▸ WORK ITEM:
Could you output exactly the lines from the one containing "Query: hanging star ornament" through the end of the records below, and nothing more?

─── DATA FOR THIS TASK ───

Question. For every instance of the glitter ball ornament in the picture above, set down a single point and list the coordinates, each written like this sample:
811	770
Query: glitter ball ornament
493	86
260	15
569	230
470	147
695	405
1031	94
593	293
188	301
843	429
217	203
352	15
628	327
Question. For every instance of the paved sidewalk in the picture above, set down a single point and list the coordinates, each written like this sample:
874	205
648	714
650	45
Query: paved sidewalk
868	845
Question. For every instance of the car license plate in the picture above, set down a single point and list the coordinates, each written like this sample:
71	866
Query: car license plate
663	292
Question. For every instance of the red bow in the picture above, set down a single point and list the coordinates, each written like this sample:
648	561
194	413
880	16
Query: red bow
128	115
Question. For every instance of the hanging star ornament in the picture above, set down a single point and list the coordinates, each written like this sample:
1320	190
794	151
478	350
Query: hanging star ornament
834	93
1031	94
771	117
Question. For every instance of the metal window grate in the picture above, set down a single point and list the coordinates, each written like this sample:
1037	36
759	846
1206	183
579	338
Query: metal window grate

───

▸ ANSWER FOR THIS EXERCISE:
Query: hanging star ornament
834	93
1031	94
771	117
Question. For every instance of the metal window grate in the picture above, set down a single point and list the coordinates, each written like this sample:
1037	36
759	846
1206	183
579	338
Query: metal window grate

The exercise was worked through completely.